_Selected excerpt_
The news here late last week was devastating: At last count on April 11, 70 residents and staff members at Augusta’s Windermere Health and Rehabilitation Center, near Doctors Hospital, had tested positive for the coronavirus. On April 13, it was reported at least one resident had died.
Experts have long identified seniors as being most at-risk for contracting COVID-19, which swept through the Golden LivingCenter-Windermere facility in a flash.
Nationwide, news agencies such as The Wall Street Journal have reported more than 2,300 seniors have died so far in U.S. nursing homes. Data gathered by NBC News put the total closer to 2,500. Either way, it suggests the death toll is greater than what the federal government has been reporting.
If you’re asking yourself how such a health crisis could deliver such a crushing blow to senior care homes coast to coast, you don’t have to drill down very deeply to discover the reasons.
USA Today recently analyzed federal inspection data and found that 75% of U.S. nursing homes “have been cited for failing to properly monitor and control infections in the past three years – a higher proportion than previously known,” the newspaper said.

_Listed entries_
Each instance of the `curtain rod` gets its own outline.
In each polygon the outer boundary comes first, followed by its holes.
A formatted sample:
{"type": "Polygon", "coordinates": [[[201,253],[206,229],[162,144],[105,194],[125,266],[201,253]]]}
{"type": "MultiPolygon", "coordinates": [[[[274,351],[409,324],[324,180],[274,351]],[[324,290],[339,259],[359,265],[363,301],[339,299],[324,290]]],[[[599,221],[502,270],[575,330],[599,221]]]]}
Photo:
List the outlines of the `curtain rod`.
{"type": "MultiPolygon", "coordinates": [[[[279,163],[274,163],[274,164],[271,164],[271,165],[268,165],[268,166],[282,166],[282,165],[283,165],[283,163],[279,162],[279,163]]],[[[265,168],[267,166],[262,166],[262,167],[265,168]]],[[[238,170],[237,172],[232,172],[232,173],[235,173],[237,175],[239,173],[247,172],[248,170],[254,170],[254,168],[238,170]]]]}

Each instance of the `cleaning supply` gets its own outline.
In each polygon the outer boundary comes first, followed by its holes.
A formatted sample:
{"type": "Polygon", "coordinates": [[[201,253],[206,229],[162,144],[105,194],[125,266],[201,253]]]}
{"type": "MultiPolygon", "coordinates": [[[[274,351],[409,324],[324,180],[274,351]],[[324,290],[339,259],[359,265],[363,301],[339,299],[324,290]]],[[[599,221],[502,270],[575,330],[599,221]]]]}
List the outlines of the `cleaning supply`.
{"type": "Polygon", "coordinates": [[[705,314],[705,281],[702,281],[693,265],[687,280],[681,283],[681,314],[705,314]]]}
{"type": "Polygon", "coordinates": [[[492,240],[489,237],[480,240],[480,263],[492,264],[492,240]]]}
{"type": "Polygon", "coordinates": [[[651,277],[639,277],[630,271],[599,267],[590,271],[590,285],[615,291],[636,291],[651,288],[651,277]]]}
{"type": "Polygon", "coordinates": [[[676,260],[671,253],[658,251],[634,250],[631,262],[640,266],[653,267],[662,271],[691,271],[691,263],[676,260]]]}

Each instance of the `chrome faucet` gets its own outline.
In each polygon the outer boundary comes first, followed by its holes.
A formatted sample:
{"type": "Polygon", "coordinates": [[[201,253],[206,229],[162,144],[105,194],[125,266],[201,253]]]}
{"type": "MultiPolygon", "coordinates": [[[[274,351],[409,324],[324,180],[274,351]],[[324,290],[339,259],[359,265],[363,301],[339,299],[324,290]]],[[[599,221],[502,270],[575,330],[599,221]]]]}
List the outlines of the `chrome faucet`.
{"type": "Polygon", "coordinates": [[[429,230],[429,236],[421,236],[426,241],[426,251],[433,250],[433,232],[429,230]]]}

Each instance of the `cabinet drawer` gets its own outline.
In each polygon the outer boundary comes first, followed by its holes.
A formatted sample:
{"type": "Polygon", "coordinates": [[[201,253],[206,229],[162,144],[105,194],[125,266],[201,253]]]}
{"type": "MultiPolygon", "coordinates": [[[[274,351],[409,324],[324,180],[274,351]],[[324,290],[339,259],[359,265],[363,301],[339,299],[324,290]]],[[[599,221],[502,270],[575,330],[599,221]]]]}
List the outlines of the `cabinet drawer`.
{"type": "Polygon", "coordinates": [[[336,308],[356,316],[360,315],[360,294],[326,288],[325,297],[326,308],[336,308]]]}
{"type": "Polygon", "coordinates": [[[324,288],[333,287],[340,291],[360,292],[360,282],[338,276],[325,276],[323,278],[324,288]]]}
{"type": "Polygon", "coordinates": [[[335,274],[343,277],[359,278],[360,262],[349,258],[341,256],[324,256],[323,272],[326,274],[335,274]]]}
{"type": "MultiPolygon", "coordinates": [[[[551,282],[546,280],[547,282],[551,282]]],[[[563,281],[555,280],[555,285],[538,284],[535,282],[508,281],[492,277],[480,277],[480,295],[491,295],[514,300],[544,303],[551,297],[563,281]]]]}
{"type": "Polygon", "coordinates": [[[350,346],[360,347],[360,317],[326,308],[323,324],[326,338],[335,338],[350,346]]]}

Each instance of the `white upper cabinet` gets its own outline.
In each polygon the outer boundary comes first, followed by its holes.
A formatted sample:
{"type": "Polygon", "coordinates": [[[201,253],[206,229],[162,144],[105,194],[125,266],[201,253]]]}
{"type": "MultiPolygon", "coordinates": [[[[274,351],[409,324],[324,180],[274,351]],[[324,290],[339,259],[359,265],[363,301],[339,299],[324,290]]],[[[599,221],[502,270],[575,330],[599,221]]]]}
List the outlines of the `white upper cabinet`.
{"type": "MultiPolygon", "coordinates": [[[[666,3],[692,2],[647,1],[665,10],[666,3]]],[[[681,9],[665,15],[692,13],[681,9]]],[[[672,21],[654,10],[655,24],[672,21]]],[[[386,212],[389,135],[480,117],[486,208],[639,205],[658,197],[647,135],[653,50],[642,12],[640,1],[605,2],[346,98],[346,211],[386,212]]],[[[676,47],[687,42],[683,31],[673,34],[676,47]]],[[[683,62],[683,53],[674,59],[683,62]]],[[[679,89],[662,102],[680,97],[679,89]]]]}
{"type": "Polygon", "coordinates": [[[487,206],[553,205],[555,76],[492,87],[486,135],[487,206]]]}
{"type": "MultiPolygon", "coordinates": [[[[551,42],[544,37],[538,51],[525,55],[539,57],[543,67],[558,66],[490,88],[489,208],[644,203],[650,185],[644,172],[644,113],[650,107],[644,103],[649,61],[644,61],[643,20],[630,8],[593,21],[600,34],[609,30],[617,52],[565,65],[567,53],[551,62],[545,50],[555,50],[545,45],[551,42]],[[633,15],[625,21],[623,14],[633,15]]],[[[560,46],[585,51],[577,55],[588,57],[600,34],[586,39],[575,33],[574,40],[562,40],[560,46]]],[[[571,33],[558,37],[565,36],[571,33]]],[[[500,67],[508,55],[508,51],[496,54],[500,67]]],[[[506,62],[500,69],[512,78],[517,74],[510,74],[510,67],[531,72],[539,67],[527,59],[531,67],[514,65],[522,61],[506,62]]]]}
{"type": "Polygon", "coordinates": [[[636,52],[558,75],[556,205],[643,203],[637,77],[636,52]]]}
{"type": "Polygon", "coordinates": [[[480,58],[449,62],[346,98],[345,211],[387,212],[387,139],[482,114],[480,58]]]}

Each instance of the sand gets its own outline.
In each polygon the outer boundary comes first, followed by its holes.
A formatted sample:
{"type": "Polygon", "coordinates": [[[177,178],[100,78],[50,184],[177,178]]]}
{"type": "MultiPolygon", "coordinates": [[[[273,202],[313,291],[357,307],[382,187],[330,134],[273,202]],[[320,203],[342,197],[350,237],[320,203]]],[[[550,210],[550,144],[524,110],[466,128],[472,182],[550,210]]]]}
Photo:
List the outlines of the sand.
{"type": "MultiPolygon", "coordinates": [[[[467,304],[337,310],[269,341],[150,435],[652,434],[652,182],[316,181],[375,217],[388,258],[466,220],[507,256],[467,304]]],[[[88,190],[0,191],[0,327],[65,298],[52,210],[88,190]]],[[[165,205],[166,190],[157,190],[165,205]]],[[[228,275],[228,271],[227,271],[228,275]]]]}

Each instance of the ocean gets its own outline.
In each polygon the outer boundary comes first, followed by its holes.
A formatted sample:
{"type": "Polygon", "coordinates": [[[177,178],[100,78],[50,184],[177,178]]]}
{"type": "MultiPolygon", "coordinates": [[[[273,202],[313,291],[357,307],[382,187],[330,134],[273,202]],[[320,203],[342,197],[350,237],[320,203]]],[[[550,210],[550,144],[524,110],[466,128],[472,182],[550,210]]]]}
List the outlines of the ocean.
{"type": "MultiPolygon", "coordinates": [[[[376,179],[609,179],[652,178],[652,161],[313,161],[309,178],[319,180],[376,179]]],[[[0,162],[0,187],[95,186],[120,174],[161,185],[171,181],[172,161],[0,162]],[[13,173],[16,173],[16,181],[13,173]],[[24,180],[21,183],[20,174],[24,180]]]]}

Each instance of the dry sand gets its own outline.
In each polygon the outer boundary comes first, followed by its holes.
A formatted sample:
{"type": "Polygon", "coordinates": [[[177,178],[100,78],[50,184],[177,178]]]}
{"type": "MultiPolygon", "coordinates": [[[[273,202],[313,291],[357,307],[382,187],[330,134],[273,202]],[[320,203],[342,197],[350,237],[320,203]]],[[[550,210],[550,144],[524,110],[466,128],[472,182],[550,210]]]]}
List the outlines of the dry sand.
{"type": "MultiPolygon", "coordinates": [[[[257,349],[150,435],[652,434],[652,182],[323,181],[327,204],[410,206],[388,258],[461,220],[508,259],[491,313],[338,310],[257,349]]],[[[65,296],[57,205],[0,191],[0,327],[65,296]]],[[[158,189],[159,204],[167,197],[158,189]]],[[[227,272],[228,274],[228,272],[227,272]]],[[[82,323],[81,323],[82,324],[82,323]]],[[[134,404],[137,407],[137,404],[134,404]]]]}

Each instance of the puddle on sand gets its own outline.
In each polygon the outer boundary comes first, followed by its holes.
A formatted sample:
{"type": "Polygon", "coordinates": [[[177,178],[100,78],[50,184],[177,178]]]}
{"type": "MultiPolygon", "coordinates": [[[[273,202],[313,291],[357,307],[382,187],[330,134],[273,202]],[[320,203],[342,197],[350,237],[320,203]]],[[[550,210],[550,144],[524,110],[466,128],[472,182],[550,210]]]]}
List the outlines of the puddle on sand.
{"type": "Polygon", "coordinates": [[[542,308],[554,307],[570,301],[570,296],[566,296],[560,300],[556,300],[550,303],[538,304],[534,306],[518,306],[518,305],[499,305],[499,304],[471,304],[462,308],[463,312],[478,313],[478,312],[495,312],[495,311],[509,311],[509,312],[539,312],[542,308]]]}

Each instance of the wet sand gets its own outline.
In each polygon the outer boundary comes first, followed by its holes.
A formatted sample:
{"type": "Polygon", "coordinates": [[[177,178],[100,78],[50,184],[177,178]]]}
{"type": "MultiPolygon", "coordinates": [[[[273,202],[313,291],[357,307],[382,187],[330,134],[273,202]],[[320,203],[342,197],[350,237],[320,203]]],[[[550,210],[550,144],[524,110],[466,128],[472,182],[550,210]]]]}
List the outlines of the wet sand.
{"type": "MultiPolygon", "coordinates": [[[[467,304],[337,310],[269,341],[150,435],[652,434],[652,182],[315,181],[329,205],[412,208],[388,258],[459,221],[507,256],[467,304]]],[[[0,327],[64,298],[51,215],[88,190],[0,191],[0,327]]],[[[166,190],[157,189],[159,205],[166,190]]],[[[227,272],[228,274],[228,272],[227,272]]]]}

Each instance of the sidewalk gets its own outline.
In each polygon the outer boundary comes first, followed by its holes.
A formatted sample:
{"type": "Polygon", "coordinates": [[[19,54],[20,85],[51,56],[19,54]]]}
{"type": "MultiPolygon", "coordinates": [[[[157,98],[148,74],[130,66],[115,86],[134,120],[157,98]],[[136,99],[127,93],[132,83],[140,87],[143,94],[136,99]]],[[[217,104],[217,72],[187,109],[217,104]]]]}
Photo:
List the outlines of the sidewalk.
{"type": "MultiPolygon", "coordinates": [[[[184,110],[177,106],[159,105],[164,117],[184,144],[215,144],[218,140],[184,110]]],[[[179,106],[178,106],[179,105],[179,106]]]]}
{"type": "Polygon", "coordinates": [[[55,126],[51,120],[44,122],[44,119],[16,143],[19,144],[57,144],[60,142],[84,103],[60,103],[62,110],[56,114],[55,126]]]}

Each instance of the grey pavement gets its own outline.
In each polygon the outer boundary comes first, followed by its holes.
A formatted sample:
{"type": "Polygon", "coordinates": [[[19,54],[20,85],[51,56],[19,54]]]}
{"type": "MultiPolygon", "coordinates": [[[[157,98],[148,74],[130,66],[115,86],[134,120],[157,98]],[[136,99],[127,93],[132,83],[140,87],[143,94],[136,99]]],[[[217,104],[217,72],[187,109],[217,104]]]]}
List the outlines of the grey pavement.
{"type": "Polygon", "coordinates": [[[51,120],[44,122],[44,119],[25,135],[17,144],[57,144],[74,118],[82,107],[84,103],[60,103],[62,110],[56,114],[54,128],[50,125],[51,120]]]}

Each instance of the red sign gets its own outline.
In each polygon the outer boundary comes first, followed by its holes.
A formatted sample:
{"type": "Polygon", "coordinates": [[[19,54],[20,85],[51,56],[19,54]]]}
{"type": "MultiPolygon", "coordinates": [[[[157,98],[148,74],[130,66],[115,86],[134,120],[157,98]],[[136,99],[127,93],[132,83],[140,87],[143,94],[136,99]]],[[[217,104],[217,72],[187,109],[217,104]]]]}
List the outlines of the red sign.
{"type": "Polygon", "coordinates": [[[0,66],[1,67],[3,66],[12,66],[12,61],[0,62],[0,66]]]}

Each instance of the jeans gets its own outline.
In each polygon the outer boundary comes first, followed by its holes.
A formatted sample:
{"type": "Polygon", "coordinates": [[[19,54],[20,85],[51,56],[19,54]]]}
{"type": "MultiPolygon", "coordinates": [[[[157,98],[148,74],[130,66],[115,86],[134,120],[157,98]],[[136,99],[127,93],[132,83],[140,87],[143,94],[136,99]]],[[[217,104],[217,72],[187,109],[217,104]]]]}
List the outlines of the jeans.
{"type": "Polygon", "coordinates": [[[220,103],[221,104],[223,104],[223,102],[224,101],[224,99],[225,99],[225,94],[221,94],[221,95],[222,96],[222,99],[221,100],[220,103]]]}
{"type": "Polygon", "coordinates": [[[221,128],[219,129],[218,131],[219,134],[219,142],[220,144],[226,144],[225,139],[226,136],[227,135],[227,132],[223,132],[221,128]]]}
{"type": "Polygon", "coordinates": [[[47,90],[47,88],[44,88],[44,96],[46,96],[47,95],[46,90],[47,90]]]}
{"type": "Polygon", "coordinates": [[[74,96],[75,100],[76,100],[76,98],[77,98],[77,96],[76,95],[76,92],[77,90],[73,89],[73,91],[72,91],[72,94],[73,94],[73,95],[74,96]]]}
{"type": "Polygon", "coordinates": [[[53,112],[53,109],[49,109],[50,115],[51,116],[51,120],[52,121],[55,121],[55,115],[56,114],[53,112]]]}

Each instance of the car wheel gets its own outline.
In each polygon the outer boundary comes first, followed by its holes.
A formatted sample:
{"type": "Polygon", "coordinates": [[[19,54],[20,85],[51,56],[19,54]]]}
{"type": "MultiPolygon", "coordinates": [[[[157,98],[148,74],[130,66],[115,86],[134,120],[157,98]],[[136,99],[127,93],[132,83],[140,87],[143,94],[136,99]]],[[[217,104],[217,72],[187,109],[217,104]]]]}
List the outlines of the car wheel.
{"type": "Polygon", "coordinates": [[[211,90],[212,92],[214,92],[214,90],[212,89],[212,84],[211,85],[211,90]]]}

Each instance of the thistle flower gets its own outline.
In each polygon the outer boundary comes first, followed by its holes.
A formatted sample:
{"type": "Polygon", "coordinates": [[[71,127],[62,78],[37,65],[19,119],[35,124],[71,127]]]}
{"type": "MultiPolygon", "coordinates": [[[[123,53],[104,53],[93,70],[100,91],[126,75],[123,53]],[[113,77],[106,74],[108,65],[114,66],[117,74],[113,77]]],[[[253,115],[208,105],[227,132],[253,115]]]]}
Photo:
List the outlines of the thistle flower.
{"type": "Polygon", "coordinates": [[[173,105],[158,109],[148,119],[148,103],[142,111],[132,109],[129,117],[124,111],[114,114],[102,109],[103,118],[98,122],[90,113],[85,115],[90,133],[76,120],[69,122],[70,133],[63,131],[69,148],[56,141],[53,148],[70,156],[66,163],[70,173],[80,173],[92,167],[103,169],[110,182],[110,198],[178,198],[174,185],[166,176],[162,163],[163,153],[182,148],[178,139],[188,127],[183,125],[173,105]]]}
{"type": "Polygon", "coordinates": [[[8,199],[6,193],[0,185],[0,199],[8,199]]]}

_What to work on_
1 – In the article about COVID-19 in nursing homes, how many residents and staff members at Windermere Health and Rehabilitation Center had tested positive as of April 11?
2 – According to the article about COVID-19 in nursing homes, what explains why the health crisis hit senior care homes so hard? Answer in one to three sentences.
3 – Resume the article about COVID-19 in nursing homes from where it stops.
The lines are not needed for anything here.

_Written responses_
1 – 70 residents and staff members had tested positive.

2 – A USA Today analysis of federal inspection data found that 75% of U.S. nursing homes had been cited in the past three years for failing to properly monitor and control infections. The newspaper said that share was higher than previously known.

3 –
According to the industry magazine McKnight’s Long-Term Care News, nursing home workers surveyed by the publication about two weeks ago reported being “underequipped and understaffed” as COVID-19 drifted deeper into the United States.
“More than 77% of respondents said their facilities were experiencing personal protective equipment (PPE) shortages,” McKnight’s reported March 30. “Nearly 3 in 5 (59%) said their locations were using homemade or improvised PPE, or reusing it.”
COVID-19, with grim efficiency, is exposing vulnerabilities in many of our society’s corners. In this case, the coronavirus’ spread is underscoring America’s nursing shortage in general and specifically the dangerously low staffing levels in so many nursing homes.
Too often, wages are low. Workloads are unrealistic. Those factors account for lousy employee retention rates. And the health care professionals who are left to care for our loved ones are coping with unrealistic patient-to-staff ratios. Those staffers are among the 75% of care homes we mentioned earlier who struggle to fight infections.
All those problems are shouldered by care homes every single day. Now throw a global pandemic into the mix - one that’s most deadly specifically to typical care home residents.
The result is precisely what we’re witnessing right now. Because people can often carry the coronavirus without displaying any symptoms, the virus can spread through a closed facility such as a care home like wildfire, even with acceptable infection screening in place.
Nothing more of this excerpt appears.